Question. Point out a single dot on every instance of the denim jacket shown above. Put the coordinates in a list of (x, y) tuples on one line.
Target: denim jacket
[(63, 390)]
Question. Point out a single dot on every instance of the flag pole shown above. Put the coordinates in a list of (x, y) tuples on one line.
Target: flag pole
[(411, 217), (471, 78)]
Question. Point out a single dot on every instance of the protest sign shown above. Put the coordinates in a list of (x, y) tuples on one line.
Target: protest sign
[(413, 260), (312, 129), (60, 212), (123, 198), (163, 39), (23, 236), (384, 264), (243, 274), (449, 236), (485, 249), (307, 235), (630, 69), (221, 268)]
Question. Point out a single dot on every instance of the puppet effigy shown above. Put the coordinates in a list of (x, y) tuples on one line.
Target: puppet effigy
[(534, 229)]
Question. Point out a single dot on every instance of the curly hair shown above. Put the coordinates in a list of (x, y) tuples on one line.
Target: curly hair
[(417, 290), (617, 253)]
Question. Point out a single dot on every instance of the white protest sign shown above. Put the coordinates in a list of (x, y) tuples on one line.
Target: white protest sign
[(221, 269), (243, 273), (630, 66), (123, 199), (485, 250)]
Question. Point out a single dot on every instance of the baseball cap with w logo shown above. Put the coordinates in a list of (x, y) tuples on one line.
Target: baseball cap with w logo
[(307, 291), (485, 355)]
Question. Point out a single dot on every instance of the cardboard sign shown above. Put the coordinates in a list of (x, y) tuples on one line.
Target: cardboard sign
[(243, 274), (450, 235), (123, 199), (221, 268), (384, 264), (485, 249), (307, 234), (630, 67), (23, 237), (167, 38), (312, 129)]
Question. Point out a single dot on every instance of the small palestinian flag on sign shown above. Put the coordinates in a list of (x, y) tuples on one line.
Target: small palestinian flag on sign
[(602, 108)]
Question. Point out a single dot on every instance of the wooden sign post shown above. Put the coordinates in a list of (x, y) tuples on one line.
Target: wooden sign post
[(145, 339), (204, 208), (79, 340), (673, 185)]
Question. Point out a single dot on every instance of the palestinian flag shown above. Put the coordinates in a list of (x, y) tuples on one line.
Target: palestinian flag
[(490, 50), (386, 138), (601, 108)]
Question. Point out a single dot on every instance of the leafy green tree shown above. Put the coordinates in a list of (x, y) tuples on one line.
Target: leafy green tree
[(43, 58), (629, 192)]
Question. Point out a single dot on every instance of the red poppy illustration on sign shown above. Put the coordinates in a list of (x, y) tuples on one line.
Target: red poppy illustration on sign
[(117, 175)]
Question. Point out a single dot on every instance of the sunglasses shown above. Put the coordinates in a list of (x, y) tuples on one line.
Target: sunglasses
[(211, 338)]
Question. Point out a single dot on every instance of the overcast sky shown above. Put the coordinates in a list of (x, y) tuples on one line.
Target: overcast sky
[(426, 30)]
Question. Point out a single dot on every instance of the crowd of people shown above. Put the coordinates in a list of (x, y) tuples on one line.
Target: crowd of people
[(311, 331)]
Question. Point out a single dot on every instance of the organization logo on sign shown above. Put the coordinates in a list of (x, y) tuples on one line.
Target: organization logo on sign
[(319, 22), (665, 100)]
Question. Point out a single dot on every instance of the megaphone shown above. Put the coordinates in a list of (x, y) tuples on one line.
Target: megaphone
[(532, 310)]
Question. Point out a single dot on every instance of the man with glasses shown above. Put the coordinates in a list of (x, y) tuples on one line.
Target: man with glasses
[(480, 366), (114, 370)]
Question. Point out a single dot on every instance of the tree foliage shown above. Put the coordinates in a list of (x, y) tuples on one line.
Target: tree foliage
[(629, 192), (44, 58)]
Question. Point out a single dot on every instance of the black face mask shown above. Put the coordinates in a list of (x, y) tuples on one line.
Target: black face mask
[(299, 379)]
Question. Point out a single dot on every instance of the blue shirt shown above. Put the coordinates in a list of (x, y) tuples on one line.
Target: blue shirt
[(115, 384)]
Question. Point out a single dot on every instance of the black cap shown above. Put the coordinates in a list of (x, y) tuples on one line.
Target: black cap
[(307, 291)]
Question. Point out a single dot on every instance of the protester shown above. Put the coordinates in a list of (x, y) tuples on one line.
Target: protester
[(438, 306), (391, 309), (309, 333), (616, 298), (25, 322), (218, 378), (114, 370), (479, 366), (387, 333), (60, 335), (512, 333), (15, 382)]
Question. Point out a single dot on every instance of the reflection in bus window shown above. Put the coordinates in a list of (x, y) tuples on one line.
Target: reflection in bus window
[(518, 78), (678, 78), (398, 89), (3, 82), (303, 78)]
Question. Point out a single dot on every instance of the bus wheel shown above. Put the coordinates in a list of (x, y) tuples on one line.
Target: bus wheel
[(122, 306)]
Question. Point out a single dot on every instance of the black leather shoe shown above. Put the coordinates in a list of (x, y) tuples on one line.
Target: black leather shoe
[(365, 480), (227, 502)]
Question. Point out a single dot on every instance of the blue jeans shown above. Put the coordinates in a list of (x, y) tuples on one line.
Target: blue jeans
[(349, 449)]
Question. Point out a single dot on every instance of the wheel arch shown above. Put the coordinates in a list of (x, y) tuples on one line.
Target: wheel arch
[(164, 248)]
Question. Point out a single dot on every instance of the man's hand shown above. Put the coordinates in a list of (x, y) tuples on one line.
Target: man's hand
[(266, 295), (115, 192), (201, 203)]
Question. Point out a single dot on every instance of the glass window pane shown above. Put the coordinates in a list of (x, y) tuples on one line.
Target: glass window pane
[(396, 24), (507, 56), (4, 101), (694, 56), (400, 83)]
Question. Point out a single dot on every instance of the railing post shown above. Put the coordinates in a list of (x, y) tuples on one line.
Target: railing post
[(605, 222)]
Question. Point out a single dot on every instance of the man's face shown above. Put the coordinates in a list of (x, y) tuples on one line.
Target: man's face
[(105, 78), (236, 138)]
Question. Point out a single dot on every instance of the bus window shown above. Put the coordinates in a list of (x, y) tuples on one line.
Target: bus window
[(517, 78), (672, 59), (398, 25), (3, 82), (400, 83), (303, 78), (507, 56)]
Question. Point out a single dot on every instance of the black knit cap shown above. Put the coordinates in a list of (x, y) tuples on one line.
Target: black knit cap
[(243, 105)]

··········

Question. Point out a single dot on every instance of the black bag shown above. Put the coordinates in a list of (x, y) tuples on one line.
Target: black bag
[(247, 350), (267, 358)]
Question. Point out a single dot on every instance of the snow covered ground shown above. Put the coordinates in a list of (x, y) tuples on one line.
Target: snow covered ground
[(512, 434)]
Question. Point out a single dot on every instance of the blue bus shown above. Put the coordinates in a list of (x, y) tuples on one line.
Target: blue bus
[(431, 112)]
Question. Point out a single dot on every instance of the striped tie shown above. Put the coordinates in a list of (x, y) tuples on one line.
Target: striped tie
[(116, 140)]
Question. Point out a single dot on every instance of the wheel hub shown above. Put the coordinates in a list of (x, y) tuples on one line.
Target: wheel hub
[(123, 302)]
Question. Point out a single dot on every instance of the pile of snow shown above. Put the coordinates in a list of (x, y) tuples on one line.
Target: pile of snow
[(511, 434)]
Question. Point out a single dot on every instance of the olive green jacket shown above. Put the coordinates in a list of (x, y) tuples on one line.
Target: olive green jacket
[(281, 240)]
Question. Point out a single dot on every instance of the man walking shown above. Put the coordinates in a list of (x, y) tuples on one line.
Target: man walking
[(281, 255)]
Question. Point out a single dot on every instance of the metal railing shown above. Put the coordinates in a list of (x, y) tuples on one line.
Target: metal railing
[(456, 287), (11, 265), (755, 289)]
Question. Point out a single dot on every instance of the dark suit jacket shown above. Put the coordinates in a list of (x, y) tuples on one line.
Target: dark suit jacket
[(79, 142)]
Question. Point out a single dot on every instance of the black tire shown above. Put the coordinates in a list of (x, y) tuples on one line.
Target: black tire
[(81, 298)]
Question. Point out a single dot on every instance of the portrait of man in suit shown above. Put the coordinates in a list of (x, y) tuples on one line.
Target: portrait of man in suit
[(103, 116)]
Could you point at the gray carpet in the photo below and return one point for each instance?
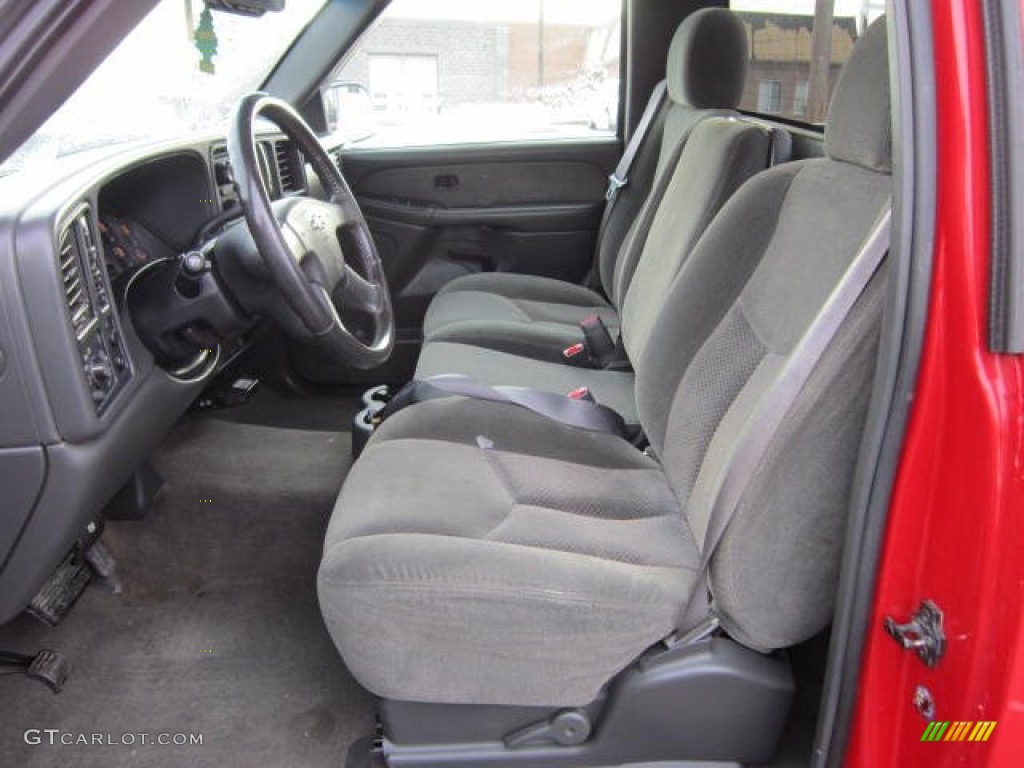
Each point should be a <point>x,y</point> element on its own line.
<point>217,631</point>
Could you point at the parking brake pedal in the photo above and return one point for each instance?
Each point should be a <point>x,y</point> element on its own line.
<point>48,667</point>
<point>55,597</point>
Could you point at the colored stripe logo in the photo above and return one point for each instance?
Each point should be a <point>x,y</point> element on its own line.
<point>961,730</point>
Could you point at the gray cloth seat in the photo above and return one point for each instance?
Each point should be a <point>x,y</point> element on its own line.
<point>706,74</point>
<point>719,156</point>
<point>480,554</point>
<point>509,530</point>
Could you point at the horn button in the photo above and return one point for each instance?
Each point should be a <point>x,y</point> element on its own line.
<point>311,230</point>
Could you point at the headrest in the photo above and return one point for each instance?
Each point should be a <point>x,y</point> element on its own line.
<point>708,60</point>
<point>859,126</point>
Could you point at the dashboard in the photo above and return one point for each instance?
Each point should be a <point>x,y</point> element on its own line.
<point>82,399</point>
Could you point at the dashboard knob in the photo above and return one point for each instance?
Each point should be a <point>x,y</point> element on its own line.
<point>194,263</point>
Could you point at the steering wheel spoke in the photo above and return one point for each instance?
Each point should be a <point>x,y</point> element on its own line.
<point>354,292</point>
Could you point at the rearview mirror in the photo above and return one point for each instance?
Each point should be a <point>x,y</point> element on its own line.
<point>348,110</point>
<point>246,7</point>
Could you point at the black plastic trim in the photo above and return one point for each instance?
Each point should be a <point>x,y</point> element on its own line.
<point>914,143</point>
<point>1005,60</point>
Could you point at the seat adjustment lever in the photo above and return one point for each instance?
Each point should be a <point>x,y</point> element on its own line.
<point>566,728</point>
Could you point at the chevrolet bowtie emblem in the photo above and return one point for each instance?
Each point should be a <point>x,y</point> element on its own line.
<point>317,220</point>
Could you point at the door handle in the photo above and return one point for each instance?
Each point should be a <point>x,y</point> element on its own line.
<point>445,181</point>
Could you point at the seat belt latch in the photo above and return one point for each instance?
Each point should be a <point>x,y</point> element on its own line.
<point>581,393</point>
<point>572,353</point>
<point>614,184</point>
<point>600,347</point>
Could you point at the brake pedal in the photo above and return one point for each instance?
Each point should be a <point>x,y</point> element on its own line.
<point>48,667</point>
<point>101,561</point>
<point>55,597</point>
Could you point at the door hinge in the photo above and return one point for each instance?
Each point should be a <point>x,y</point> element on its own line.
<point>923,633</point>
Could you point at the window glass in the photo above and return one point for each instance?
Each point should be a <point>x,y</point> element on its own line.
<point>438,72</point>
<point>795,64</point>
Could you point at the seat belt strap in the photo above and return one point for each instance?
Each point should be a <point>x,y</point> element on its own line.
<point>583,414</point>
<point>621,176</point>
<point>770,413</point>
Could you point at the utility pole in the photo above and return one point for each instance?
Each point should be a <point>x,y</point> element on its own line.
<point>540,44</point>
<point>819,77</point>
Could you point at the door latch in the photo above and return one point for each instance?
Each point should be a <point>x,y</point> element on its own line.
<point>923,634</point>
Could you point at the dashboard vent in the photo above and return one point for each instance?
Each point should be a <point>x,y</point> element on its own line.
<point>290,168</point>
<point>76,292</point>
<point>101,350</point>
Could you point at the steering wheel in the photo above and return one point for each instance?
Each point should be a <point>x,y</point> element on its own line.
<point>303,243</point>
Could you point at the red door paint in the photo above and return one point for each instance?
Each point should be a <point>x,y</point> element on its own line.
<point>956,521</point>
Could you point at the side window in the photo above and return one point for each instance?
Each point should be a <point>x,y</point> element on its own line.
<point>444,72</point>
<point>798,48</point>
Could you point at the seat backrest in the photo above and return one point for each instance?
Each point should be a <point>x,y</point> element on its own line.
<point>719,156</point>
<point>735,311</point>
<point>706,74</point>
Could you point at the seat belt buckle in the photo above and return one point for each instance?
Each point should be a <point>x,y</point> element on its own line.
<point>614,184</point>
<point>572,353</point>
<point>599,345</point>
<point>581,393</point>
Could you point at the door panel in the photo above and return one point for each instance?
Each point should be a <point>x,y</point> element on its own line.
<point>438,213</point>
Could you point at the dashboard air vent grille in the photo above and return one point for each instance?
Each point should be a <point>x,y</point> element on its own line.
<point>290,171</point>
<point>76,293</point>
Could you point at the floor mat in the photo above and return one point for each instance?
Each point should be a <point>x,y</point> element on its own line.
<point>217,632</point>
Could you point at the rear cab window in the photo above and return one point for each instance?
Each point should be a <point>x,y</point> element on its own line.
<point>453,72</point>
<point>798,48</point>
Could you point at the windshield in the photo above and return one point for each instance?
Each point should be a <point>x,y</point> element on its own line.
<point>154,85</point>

··········

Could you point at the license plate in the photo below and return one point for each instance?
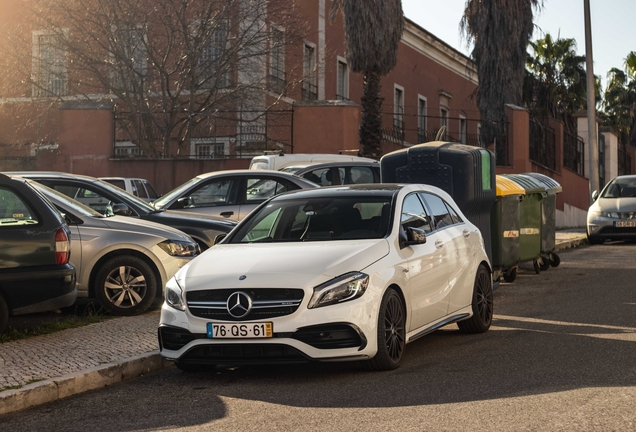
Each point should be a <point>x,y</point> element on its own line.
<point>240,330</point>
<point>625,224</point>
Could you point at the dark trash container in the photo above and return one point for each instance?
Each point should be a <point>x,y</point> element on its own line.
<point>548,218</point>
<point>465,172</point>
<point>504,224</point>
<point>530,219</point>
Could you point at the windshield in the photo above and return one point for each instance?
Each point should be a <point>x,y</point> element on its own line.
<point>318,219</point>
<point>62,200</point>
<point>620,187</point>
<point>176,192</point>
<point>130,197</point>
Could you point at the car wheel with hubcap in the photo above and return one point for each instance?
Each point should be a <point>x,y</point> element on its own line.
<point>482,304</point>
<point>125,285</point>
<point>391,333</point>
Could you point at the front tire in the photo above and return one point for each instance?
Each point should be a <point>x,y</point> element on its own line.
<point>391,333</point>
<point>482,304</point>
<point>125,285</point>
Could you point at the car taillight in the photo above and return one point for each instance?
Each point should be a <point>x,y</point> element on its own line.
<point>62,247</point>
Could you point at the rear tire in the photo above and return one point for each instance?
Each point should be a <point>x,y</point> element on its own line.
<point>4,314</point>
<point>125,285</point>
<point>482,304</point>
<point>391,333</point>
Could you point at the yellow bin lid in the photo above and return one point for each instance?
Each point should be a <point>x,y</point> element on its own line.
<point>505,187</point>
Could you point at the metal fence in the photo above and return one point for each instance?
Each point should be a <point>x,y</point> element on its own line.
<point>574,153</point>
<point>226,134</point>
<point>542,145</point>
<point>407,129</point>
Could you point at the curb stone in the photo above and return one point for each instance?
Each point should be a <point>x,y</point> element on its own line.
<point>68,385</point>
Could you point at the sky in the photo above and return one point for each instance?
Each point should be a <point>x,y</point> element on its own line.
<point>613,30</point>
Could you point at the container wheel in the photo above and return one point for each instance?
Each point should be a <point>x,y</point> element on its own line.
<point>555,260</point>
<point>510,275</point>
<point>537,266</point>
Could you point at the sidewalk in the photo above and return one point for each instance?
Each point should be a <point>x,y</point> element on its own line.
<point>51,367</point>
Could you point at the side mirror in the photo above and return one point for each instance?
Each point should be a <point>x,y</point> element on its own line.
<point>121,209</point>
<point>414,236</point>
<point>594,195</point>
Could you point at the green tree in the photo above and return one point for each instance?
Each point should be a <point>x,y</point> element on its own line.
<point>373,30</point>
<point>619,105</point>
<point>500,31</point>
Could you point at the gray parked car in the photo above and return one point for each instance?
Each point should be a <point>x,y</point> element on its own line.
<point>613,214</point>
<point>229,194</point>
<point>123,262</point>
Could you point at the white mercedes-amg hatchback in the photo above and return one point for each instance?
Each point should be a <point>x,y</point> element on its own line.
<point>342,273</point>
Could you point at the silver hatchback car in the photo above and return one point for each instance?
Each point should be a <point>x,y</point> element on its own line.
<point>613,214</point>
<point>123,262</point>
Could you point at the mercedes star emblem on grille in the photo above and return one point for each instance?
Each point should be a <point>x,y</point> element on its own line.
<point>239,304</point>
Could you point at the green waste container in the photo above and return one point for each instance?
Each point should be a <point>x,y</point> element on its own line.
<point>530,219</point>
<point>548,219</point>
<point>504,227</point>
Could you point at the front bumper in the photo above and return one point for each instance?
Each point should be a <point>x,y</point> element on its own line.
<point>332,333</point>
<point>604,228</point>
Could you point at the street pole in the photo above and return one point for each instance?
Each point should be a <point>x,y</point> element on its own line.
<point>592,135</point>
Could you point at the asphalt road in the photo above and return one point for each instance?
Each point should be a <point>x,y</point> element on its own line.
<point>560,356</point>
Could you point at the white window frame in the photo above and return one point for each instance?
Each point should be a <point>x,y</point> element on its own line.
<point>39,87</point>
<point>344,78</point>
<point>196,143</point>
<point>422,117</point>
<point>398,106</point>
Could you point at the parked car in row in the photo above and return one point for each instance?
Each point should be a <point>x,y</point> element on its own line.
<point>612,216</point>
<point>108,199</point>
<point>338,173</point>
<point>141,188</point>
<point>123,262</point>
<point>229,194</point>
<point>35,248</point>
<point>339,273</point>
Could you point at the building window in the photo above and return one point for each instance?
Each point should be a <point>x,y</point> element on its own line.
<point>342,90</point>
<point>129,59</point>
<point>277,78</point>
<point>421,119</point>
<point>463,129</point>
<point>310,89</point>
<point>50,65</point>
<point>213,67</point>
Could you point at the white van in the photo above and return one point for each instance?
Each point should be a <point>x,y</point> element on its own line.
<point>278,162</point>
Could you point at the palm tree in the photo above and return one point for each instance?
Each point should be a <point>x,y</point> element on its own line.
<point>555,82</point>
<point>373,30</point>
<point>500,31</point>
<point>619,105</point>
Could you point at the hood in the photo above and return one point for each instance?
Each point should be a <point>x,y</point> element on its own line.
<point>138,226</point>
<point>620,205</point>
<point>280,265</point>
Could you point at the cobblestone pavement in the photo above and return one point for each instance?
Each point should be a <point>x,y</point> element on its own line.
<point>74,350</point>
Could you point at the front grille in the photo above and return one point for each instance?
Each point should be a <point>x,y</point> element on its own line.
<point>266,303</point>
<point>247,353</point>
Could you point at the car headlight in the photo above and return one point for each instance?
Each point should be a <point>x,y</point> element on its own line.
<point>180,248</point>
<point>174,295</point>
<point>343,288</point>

··········

▶ [INSTRUCTIONS FOR THE TASK]:
Going back to the entries above, set down exactly the lines that begin at the one with "of the denim" and end at the one with "of the wooden", both included, and nothing else.

▶ [RESPONSE TO THE TASK]:
Question. Point out a single dot on every instance of the denim jacket shown above. Put the coordinates in a list of (x, y) tuples on one line.
Target: denim jacket
[(63, 390)]
Question. Point out a single dot on every instance of the flag pole shown above. Put the coordinates in a list of (x, y) tuples on one line.
Target: flag pole
[(411, 217), (471, 78)]
Question. Point out a single dot on every instance of the protest sign shown above. Put the coordinates in a list of (x, y) tuples on one line.
Target: protest sign
[(413, 260), (312, 129), (60, 212), (123, 198), (163, 39), (23, 236), (384, 264), (243, 274), (449, 236), (485, 249), (307, 235), (630, 69), (221, 268)]
Question. Point out a single dot on every instance of the puppet effigy shown above. Put the coordinates in a list of (x, y) tuples on one line.
Target: puppet effigy
[(534, 229)]
Question. Point out a single dot on every instance of the curly hair shown above. Put the coordinates in a list of (x, y) tuples on one line.
Target: curly hair
[(417, 290), (617, 253)]
Question. Point out a single dot on every instance of the white protest sign shown above. Put the coordinates in a list of (x, y) tuples on one line.
Target: white protest sign
[(221, 269), (243, 273), (630, 66), (123, 199), (485, 250)]
Question. Point out a single dot on every instance of the baseball cap with w logo shown above. Put the coordinates in a list of (x, y) tuples on one line.
Target: baseball cap with w logo
[(307, 291), (485, 355)]
Question. Point out a single dot on every instance of the cardboard sign shown above. Put the coordinates in a list of (x, y) tuples on one line.
Target: cardboard sign
[(243, 274), (450, 235), (123, 199), (221, 268), (384, 264), (485, 249), (307, 234), (630, 67), (23, 237), (167, 38), (312, 129)]
Question. Point out a single dot on every instance of the small palestinian flag on sign shown above. Put the coordinates in a list of (x, y) tuples on one line.
Target: small palestinian flag on sign
[(602, 108)]
Question. Point out a single dot on every instance of the wooden sign post shown above. Put the coordinates in a list of (x, y) tuples on one line.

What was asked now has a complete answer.